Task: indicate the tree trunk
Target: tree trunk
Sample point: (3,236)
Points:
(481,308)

..............................

* [Task directions] Each line above that holds the string "trunk" should be copied and shown.

* [Written reply]
Task: indicate the tree trunk
Target: tree trunk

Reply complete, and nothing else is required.